Our series “Fashion Going Forward” is about understanding how this time of isolation and ambiguity is changing the lives and work of the brands and designers we work with at Pylon. Today, we hear from Anne McCaddon of COATZ.
“To be honest the word ‘fashion’ has never really resonated with me. I was a painter and started making indigo jackets because I wanted one … and then my friend wanted one … and then I realized they were works of art too; an extension of my art practice,” she told us. “I named them, I titled them, and I got to watch these great interactions as people would come to my studio and find one that was right for them. Now we are stocked in select boutiques around the world, and I have help with the sewing, but I still think of myself as belonging to the art world. And so far at least, the virus hasn’t changed my studio practice."
"Because I source vintage, antique, and deadstock fabric, I have the materials I need and my process with them hasn’t changed. I very much prefer working this way: with the amount of fabric I find and the age or the qualities of the textiles dictating what they can become.”

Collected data
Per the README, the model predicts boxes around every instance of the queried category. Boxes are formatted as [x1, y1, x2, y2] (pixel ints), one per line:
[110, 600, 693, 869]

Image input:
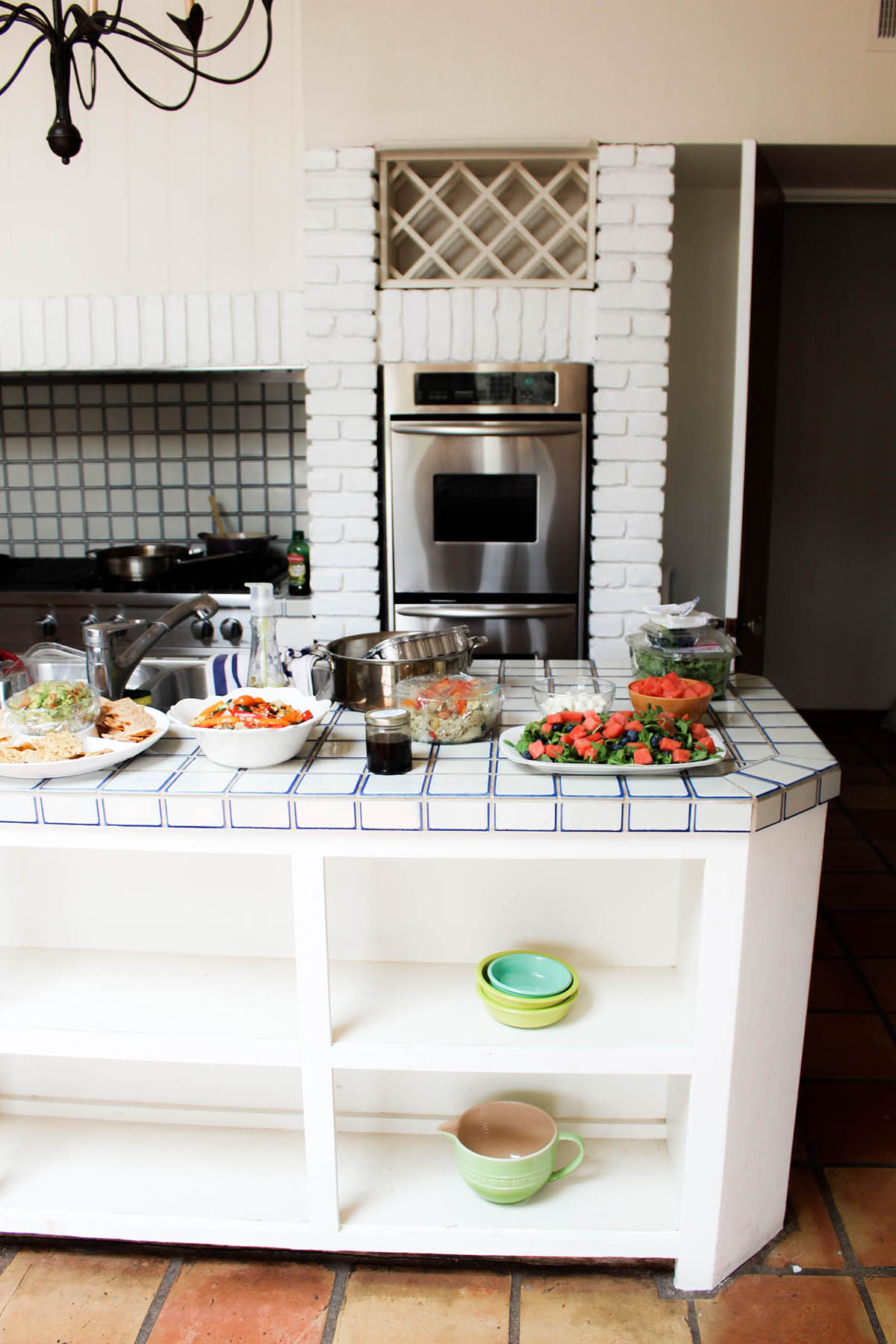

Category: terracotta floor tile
[332, 1267, 511, 1344]
[149, 1260, 333, 1344]
[809, 959, 873, 1012]
[874, 840, 896, 868]
[865, 1278, 896, 1340]
[821, 872, 896, 910]
[859, 957, 896, 1012]
[839, 785, 896, 800]
[697, 1274, 874, 1344]
[825, 1166, 896, 1265]
[844, 800, 896, 840]
[0, 1250, 168, 1344]
[832, 763, 893, 790]
[802, 1012, 896, 1078]
[798, 1079, 896, 1166]
[821, 840, 884, 872]
[520, 1274, 691, 1344]
[825, 803, 861, 840]
[832, 910, 896, 957]
[812, 918, 846, 959]
[765, 1166, 844, 1269]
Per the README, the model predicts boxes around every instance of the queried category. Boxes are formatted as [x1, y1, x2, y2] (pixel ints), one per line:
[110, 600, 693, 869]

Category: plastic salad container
[395, 676, 504, 746]
[7, 682, 99, 736]
[626, 600, 740, 699]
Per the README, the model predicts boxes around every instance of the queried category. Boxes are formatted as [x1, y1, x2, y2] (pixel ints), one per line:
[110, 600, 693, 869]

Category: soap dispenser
[246, 583, 286, 687]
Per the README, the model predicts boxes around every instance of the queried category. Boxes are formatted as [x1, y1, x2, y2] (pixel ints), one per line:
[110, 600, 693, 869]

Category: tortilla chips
[0, 729, 109, 765]
[97, 699, 156, 742]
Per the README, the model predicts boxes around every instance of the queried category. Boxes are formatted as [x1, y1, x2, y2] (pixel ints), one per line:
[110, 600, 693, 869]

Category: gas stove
[0, 555, 287, 657]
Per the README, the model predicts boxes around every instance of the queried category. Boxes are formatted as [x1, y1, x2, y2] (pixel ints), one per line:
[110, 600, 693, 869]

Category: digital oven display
[414, 373, 558, 406]
[432, 472, 538, 541]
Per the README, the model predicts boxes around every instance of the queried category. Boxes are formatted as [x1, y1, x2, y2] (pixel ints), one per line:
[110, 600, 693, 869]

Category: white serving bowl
[168, 685, 333, 770]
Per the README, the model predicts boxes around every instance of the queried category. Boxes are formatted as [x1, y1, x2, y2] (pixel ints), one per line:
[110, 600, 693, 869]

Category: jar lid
[364, 709, 411, 729]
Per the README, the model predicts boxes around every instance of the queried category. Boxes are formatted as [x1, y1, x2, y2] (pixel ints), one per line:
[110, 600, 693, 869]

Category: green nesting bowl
[476, 984, 578, 1030]
[476, 948, 579, 1012]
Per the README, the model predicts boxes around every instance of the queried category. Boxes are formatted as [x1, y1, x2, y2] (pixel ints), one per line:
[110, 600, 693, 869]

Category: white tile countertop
[0, 660, 839, 833]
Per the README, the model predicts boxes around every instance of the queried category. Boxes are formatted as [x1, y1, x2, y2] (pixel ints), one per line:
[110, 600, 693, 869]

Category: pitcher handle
[548, 1130, 585, 1181]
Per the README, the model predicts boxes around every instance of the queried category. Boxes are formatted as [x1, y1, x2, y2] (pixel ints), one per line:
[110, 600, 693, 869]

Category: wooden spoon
[208, 494, 224, 536]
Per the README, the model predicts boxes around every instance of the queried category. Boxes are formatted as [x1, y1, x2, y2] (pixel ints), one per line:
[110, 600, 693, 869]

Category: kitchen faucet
[84, 593, 217, 700]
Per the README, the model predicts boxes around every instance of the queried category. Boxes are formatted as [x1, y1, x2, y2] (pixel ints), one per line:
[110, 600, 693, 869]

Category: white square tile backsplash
[0, 371, 308, 556]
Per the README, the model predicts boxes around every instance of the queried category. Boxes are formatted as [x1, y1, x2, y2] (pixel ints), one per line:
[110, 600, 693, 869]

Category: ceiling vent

[TASKS TO COMPLETE]:
• 1. Answer each question from the COATZ interview.
(a) What was Anne McCaddon before she started making indigo jackets?
(b) What kinds of fabric does she source?
(c) What is the name of the Pylon series that features her?
• 2. Rewrite the paragraph of the COATZ interview that begins "To be honest the word" as a bulleted list of its main facts.
Answer using only the information in the text.

[RESPONSES TO THE TASKS]:
• 1.
(a) A painter.
(b) Vintage, antique, and deadstock fabric.
(c) "Fashion Going Forward".

• 2.
- The word "fashion" has never really resonated with McCaddon.
- She was a painter and began making indigo jackets because she wanted one, and then a friend wanted one.
- She came to see the jackets as works of art and an extension of her art practice.
- She named and titled them and watched people come to her studio to find the right one.
- COATZ is now stocked in select boutiques around the world, and she has help with the sewing.
- She still thinks of herself as belonging to the art world.
- So far, the virus has not changed her studio practice.